[SUPPLIED PASSAGE]
***

As far as I can see, unless we can get some more satisfactory explanation of this matter than we have had in the past it will appear that two things have happened which we could have expected from the Italian Government and this Government. The first thing is that the Italian Government have obviously broken their pledges made in the Anglo-Italian Agreement. The second is that His Majesty's Government, as they have done throughout during the Spanish affair, have misled the House of Commons in the matter. We have had ample evidence during the last few days of how the Government misled the House and the country in regard to the number of troops and of arms sent by Germany and Italy to Spain during the war. We were always given to understand from answers to the questions with which we plied the Prime Minister and the Under-Secretary of State for Foreign Affairs, week after week, about the huge volume of arms and troops which were being sent to Spain by the Fascist Governments, that although there might be some troops from those countries in Spain, yet there had been breaches on both sides and that the figures which were put forward were grossly exaggerated.

We find that this impression, given week after week to the House of Commons, was entirely false, and we find that the figures put forward from our side were an understatement; because we now have the boast from Signor Mussolini and Herr Hitler about the tremendous help which those countries gave not only in material but in men as well. Everybody will agree that, in point of fact, this House was misled by the Government in this matter. If the Government say, as an excuse, that they had not got information themselves, that is a serious reflection upon the Government's own sources of information, and they should do something quickly to remedy that defect. I believe that the Undersecretary was quite right when he said that the Government's sources of information were good, and that the Government had the facts. But because of their policy in the Spanish affair of doing nothing which might upset the Italians, they deliberately misled this House and the country on the matter.

It now appears, that there has been an obvious breach of the Anglo-Italian Agreement but the Government say that there is no breach—because that is the point of the Prime Minister's statement. And we are not even going to protest about the matter. The Government are still pursuing the policy, which we believe to be so disastrous, of defending the Fascist countries, supporting them in their breaches of agreements and appeasing them in whatever action they care to take in European affairs. The Government are continuing the policy of making friends with them at the expense, not only of the democracies of Europe but, in this case, of the safety of the British Empire.

10.40 p.m.

Miss Rathbone

There is one aspect 01 this question that neither of the previous speakers has mentioned and to which I want briefly to draw the attention of the House. During the exchange of questions and answers on this subject last Monday, the Under-Secretary used these words: His Majesty's Government are well aware, and have often stated, that from the beginning of the civil war in Spain intervention on both sides was taking place on a considerable scale." —Official Report, 12th June 1939; col. 876, Vol. 348.] It is these words that I would like the right hon. Gentleman to expand and justify. We have heard a great deal of the intervention that took place on the Italian and German fronts, and of the facts about that. If they were even doubted on the Government side of the House at the time when we on this side were continually finding out the facts, they cannot be doubted by anyone now. What I want to challenge is the assumption which the right hon. Gentleman seemed to imply the other day that intervention was in any reasonable sense of the words equal and opposite on both sides. As to the question of intervention from the beginning of the war, what kind of intervention took place on the Spanish Republican side in the early stages of the war? Is the right hon. Gentleman referring to the International Brigade, which was composed of genuine volunteers? If so, I would remind the right hon. Gentleman that the aspect of the Non-Intervention Committee's work connected with the question of the sending of volunteers really only materialised at about the beginning of 1937. Is the right hon. Gentleman referring to the fact that combatant troops were sent on both sides? According to the "Times" correspondent in October, 1937, the numbers of the International Brigade never amounted to much more than 18,000 men, and we know that they came from practically every country in Europe, some even from America, and that no individual contingent was very large. Is the right hon. Gentleman referring to arms?

***

(Point-based annotation records)
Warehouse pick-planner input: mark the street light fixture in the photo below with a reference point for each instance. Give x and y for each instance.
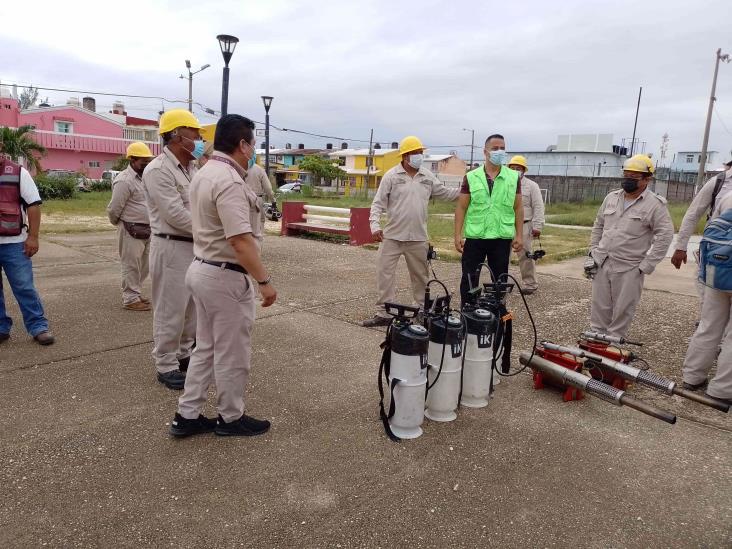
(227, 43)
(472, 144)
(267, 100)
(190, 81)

***

[REQUEST] Give a continuation of the Commons debate on Spain and the Anglo-Italian Agreement, beginning right after its final sentence.

[EXPECTED ANSWER]
I beg him to answer this question: We all know the country that has been in the minds of those who sit behind him when they have made the charge that has been repeatedly made throughout the Spanish civil war. The nation that they had in mind was Soviet Russia. Has the right hon. Gentleman any evidence that Soviet Russia sent arms to Spain to any substantial extent before October, 1936? Did they do so at the beginning of the Spanish war? Is it not the case that the Union of Soviet Socialist Republics, like ourselves and France, signed a Nonintervention Pact early in the war, and that M. Litvinov, speaking in the following September at the League Assembly, said he only did so reluctantly because he did not wish to differ from the action that the democratic Powers were taking. They signed the Pact at about the same time as we did, and they kept honourably to that Pact. I do not say that nothing was sent; a certain quantity of planes might have been sent; but I challenge the right hon. Gentleman to say whether there was intervention, on anything like the scale of the intervention of Germany and Italy, from Russia or any other country at any time during the war, and whether there was intervention on any considerable scale from Russia until it became perfectly plain that Germany and Italy were sending arms and combatants—not volunteers—on a very substantial scale.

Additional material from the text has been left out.